* _Problema breve 1_: Según el fragmento sobre Galdós y 1898, ¿a manos de qué país sufrió España la derrota de sus fuerzas armadas en ese año?
* _Problema breve 2_: Prosigue el fragmento sobre Galdós y el año 1898 a partir de su última oración.

* _Fragmento para leer_:
- - - - - - -
Por otra parte, la fecha 1898 tiene para Galdós una relevancia a la vez histórica y literariobiográfica.
En ese año que marca la conclusión ruinosa de los esfuerzos españoles por suprimir
la insurrección cubana, España sufre la derrota de sus fuerzas armadas a manos de los Estados
Unidos en una guerra mal concebida y peor dirigida. Ante su vencimiento y la subsiguiente
pérdida de todas sus restantes colonias (salvo Ceuta y Melilla) la estructura política de la
Restauración es revelada ser una casa de naipes cuya retórica huera ya no la puede sustentar.
- - - - - - -
[Datos registrados]

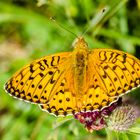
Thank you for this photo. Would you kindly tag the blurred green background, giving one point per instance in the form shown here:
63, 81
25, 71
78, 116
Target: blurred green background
27, 33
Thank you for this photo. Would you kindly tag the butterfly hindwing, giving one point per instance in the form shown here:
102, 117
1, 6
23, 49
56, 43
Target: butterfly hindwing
36, 81
117, 72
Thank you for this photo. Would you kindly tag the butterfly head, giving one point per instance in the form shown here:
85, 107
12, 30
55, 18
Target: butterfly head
80, 43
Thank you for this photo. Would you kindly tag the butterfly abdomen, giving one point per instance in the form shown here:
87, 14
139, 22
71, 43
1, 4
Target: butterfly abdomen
80, 57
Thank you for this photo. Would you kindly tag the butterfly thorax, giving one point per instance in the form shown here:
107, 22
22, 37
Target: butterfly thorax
80, 56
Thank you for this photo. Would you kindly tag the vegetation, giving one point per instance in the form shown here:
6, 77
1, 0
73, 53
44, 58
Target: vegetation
27, 33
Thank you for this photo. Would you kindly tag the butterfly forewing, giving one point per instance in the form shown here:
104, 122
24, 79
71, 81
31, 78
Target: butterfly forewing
37, 81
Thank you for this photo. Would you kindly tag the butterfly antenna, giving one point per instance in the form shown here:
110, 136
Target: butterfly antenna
61, 26
95, 21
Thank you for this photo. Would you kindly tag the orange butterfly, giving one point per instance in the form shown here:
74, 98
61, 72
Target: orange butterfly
82, 80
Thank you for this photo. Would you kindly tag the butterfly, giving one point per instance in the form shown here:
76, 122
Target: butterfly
79, 81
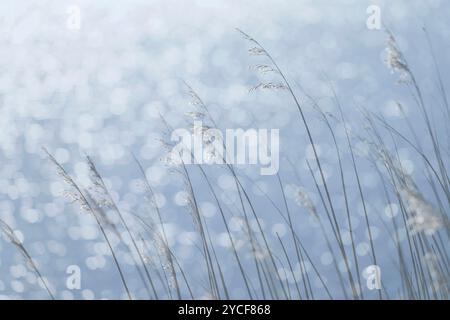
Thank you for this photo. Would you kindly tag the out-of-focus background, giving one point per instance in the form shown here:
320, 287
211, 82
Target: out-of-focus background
99, 87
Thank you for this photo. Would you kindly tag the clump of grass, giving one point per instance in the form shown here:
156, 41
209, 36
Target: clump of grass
422, 260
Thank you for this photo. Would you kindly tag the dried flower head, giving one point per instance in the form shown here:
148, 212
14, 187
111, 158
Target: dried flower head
395, 60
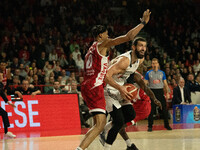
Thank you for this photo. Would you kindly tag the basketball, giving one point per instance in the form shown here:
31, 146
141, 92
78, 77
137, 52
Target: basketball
132, 89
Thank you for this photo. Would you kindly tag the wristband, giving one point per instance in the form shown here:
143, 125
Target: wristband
143, 22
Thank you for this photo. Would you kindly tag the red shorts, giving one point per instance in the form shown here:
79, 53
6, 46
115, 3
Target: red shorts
142, 109
94, 98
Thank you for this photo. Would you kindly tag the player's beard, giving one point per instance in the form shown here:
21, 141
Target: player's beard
138, 54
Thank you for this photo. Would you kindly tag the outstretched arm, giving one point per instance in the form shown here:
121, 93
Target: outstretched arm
130, 34
118, 67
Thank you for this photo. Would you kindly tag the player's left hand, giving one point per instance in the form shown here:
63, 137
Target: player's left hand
158, 103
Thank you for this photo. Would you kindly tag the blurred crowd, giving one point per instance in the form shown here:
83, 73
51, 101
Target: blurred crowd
44, 41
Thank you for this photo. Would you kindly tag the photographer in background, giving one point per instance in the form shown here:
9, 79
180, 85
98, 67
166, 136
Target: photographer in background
25, 89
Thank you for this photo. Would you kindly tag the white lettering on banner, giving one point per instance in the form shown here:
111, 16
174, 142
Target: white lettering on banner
25, 116
24, 123
32, 113
9, 113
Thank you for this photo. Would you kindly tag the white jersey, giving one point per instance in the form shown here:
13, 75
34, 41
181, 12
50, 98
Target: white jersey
121, 78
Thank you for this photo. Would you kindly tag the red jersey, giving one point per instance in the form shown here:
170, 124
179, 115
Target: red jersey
95, 67
4, 81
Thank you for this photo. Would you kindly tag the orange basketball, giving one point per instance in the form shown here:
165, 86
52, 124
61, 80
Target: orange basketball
132, 89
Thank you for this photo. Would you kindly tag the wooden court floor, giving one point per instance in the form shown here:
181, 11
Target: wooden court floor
178, 139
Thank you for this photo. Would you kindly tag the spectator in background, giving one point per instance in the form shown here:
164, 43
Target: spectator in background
80, 80
63, 61
22, 73
41, 61
185, 73
190, 61
157, 83
181, 94
191, 84
56, 89
66, 48
198, 79
33, 53
30, 75
156, 53
53, 56
17, 73
15, 64
79, 62
26, 90
48, 68
84, 111
64, 77
3, 113
49, 47
73, 46
190, 70
71, 62
36, 82
57, 72
48, 85
164, 60
24, 55
13, 85
147, 62
75, 53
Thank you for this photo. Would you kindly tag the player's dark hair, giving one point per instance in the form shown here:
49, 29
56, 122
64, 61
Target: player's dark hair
135, 41
98, 29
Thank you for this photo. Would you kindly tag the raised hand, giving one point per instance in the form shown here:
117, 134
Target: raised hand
146, 16
11, 104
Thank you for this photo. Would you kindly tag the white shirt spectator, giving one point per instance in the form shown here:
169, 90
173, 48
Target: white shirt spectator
76, 53
196, 66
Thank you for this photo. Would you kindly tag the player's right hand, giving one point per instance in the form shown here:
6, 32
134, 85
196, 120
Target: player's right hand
146, 16
125, 94
158, 103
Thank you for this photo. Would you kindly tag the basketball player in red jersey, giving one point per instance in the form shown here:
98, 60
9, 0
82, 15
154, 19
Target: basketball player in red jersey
141, 105
6, 73
95, 67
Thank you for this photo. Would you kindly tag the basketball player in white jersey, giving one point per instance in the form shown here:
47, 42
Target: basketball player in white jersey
141, 105
95, 68
117, 74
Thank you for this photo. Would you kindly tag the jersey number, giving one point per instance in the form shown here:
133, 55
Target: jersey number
89, 62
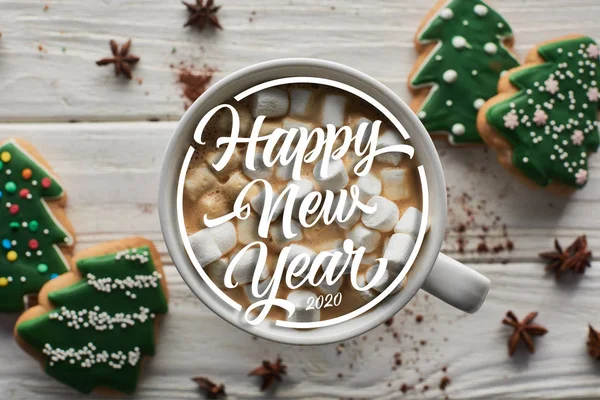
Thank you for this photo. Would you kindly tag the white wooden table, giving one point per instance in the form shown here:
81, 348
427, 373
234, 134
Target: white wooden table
110, 161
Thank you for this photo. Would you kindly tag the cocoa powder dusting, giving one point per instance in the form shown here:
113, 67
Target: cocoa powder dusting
193, 82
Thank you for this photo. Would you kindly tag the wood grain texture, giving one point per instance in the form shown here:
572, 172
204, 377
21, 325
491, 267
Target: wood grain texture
193, 341
62, 83
110, 169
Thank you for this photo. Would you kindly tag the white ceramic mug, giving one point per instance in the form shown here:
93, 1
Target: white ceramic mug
436, 273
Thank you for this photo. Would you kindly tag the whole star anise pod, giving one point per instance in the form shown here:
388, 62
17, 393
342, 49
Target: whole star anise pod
121, 58
212, 390
576, 257
269, 372
203, 14
594, 343
524, 330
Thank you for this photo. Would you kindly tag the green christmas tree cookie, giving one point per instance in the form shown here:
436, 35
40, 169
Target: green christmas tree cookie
94, 325
35, 237
464, 47
546, 114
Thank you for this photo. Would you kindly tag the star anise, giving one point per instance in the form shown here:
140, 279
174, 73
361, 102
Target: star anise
594, 343
524, 330
202, 14
576, 257
269, 372
121, 58
212, 390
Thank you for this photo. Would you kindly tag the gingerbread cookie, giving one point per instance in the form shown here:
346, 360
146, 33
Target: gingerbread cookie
463, 46
95, 324
36, 237
543, 121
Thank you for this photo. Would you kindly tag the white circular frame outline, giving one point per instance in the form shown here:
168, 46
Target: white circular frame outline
378, 299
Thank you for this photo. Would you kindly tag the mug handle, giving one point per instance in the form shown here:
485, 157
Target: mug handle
456, 284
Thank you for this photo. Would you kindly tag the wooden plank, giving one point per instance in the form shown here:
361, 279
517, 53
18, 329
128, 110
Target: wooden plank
473, 348
112, 183
47, 70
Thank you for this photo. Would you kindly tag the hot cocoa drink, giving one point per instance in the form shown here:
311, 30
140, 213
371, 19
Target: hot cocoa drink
300, 194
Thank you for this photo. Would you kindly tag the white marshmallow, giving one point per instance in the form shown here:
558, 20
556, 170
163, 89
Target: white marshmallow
305, 187
385, 280
243, 272
197, 182
386, 139
337, 267
350, 161
355, 123
248, 230
334, 109
224, 236
410, 222
270, 102
290, 123
278, 237
299, 299
216, 271
204, 247
397, 251
385, 217
353, 218
269, 126
214, 205
295, 250
284, 172
258, 202
369, 186
331, 289
261, 171
215, 156
366, 295
236, 182
364, 237
299, 101
395, 185
262, 286
334, 179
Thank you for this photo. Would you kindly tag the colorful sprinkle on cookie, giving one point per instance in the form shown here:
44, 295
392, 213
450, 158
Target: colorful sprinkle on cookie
94, 325
24, 207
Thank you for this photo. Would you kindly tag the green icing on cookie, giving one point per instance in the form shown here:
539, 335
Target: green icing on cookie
551, 122
29, 233
464, 67
102, 325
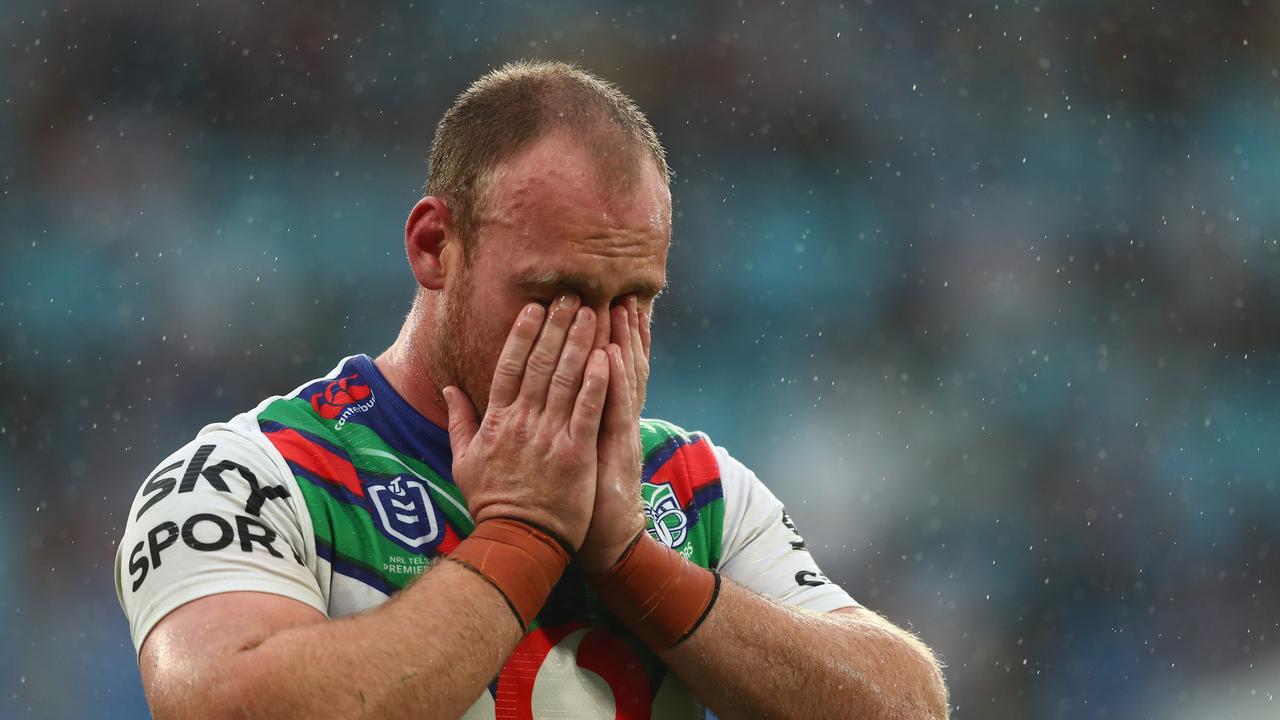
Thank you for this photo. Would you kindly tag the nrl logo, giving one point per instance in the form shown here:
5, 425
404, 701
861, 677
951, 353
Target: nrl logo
406, 511
667, 522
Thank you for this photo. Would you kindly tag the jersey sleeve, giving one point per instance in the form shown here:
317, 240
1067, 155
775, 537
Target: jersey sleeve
218, 515
762, 547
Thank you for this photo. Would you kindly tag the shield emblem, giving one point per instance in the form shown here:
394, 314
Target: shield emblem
667, 522
406, 511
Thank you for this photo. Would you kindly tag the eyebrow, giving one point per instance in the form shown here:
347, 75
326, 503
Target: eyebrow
556, 279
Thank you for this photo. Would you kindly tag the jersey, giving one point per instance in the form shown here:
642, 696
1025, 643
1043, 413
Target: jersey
339, 495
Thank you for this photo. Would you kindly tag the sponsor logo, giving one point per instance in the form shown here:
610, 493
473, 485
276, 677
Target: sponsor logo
405, 511
342, 399
809, 578
205, 532
667, 522
796, 542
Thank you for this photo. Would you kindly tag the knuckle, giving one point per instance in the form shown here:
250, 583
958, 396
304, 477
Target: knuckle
565, 379
542, 363
510, 367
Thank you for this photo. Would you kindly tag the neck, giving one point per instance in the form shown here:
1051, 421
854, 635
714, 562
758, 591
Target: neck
405, 367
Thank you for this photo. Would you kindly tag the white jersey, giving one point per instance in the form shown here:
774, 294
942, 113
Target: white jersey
338, 495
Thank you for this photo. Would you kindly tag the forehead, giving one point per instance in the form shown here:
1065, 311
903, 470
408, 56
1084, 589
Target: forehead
552, 209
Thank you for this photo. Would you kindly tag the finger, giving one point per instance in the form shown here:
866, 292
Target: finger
545, 354
585, 423
511, 363
462, 420
620, 335
617, 405
639, 355
645, 333
568, 373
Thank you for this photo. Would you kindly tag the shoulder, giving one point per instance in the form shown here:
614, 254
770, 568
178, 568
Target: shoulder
693, 451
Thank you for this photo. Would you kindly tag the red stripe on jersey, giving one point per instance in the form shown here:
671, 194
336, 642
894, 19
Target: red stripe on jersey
316, 460
691, 468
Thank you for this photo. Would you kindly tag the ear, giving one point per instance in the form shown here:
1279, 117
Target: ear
430, 242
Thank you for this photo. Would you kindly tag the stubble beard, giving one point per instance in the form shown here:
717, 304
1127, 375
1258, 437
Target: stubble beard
455, 354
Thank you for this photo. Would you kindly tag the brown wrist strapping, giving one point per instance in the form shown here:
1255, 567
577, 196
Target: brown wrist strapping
522, 561
659, 595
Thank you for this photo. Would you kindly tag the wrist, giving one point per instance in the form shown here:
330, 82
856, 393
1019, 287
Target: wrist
520, 559
658, 593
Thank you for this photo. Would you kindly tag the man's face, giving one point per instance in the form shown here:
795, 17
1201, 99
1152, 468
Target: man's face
549, 227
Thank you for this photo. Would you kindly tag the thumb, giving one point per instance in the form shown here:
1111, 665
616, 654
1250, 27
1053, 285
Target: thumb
462, 420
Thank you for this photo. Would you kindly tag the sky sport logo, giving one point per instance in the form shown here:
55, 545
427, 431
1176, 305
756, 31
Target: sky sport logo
667, 522
342, 399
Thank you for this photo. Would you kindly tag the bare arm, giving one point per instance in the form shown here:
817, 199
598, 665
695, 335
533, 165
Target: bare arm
256, 655
758, 659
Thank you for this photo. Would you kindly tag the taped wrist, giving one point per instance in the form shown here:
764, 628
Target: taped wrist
659, 595
521, 560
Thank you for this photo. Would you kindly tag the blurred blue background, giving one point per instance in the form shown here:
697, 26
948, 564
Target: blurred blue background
988, 294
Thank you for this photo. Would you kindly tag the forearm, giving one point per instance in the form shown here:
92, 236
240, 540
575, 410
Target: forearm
757, 659
430, 650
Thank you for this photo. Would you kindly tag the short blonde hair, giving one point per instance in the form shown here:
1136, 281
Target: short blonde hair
506, 109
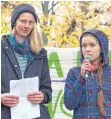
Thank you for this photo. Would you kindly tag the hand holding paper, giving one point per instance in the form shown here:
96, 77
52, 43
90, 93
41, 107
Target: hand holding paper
36, 97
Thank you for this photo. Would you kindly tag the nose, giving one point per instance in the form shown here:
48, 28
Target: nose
88, 49
27, 25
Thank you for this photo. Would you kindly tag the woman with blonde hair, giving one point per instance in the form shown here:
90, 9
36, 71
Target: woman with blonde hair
23, 56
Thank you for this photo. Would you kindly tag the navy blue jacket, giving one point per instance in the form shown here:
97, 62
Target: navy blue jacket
10, 70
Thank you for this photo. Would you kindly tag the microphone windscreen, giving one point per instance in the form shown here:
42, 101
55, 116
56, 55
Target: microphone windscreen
87, 57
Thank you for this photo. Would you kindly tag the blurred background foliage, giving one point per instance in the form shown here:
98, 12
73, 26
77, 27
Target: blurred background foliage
62, 22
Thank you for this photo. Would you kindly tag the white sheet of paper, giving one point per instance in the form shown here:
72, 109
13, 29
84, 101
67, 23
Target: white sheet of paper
24, 109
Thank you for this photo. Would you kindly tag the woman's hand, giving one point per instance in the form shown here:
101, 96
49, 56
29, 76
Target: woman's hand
9, 100
86, 66
36, 97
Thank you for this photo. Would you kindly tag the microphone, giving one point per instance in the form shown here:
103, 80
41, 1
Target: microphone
87, 58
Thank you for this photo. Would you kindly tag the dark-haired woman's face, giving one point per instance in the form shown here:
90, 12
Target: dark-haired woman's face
24, 24
90, 46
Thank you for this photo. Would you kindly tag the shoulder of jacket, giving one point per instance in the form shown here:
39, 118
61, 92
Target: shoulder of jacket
4, 41
43, 52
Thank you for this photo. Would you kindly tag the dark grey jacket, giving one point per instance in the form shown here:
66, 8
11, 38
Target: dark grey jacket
10, 70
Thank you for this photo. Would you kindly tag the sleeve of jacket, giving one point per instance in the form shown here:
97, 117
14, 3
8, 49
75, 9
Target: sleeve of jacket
73, 89
45, 86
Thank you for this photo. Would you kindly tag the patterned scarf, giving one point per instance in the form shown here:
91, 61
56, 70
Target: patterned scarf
21, 48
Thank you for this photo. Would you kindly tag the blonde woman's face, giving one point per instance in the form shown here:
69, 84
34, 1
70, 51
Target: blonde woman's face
- - - - - - -
* _Respuesta escrita 1_: A manos de los Estados Unidos.

* _Respuesta escrita 2_:
Pero 1898 también representa el momento cuando Galdós vuelve a la composición de los
Episodios nacionales después de un hiato de 20 años. ¿Por qué? Posiblemente, como algunos
han especulado, por razones de exigencia económica; más seguramente, creo, por la
oportunidad que le ofreció el cultivo del género de la novela histórica para reflexionar sobre
los muchos problemas subyacentes al llamado “Desastre”: una crisis de liderazgo, la endémica
corrupción política y una incipiente ruptura entre los intelectuales públicos y el poder del
Estado español (Serrano, p. 94). Semejante reflexión, claro está, no es nada nuevo en Galdós;
aun antes del fatídico año 98 Galdós había especulado imaginativamente sobre el futuro
desarrollo problemático de su país en las “Novelas españolas contemporáneas”. Por lo que
podemos decir que Galdós se ha adelantado doblemente a la intelectualidad finisecular: no sólo
encarna la mentalidad crítica de un “noventayochista desencantado antes del 98” (Bly, pp. 119-
20) sino que antecede por varias décadas el boom de estudios cervantinos fomentado por el
tercer centenario. En los umbrales del nuevo siglo, el Quijote representa para Unamuno,
Azorín, Maeztu y sus contemporáneos un auténtico descubrimiento; lo toman como punto de
partida para desenvolver una nueva aproximación filosófica al problema de la identidad
nacional. Para Galdós, este encuentro con las creaciones de Cervantes no es nada novedoso.
Aita Tettauen tiene que verse como otro hito más en ese largo proceso creativo, iniciado con
sus primeros escritos periodísticos y literarios, para entender y aplicar las lecciones de
Cervantes a la novela realista y a la historia nacional.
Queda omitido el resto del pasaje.